§ **DOCUMENT EXCERPT**
=====

Situated at the crossroads between Black feminist studies and Africana religious studies, this dissertation engages archival research, digital media content analysis, and ethnography, especially semi-structured interviews with influential Black witches, to explore their collective histories and thought worlds. Taking seriously a nomenclature that now defines the spiritual identity of an increasing number of Black women and femmes across the United States, my scholarship examines a lineage of Black witches who possess ontological supernatural power(s) and engage African-heritage religions. The Black witch is everywhere, with a significant presence on social media, such as @thehoodwitch, who boasts over 470 thousand followers. TikTok videos with Black witch hashtags, such as #blitch, #blackwitchesoftiktok, and #blackwitch, have accumulated over 232 million views. Offline, the Black witch gathers at conferences and kitchen tables in New Orleans, Detroit, Baltimore, and other cities and regions of the country.

=====

§ **EXTRACTED INFORMATION**

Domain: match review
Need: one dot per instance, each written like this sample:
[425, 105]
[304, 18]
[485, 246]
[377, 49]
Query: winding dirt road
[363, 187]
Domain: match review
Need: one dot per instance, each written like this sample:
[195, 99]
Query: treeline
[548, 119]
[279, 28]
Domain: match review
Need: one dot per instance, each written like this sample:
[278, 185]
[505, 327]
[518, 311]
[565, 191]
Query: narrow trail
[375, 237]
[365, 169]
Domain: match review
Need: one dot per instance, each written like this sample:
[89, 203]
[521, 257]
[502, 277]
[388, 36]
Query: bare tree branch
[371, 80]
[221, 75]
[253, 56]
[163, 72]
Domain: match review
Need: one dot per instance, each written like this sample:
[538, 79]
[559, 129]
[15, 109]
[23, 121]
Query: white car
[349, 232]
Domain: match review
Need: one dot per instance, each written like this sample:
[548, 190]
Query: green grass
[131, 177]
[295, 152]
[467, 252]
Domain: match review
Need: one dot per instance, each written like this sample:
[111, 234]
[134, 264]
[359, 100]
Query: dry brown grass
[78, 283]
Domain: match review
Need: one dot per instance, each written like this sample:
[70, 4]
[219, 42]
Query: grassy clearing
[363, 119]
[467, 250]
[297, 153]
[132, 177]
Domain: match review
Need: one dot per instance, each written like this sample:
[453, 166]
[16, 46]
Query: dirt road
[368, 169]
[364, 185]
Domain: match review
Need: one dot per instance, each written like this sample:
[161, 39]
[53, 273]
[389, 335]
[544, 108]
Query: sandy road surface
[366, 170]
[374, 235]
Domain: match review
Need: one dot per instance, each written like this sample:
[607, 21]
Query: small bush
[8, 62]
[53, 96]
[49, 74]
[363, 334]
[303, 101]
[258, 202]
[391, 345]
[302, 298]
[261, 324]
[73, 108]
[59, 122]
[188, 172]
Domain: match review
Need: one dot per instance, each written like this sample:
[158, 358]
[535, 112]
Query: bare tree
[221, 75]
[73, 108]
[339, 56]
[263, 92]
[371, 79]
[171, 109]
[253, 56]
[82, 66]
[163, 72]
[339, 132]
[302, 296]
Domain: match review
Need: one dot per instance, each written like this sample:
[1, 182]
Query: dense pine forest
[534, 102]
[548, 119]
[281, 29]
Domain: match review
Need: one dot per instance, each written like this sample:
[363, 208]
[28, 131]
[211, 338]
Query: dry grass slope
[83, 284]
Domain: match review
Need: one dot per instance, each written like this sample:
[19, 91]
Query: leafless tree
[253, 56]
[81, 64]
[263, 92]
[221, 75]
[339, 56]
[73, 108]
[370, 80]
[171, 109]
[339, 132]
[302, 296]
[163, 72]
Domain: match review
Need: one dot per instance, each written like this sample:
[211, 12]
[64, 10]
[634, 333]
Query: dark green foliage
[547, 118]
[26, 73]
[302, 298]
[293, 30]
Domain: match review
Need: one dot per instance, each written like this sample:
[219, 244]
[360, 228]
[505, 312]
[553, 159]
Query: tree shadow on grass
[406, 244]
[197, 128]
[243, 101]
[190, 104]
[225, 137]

=====

§ **WRITTEN REQUEST 1**
Decide whether each statement agrees with the dissertation abstract. Answer yes or no, and quote the words that settle each one: (a) The research includes semi-structured interviews. (b) The account @thehoodwitch has more than one million followers. (c) TikTok videos with Black witch hashtags have drawn over 232 million views.
§ **WRITTEN REQUEST 2**
According to the dissertation abstract, which two fields does the dissertation stand between?
The records are separate material, unrelated to the dissertation abstract.

§ **REPLY 1**
(a) Yes: "especially semi-structured interviews with influential Black witches."
(b) No: "who boasts over 470 thousand followers."
(c) Yes: "have accumulated over 232 million views."

§ **REPLY 2**
Black feminist studies and Africana religious studies.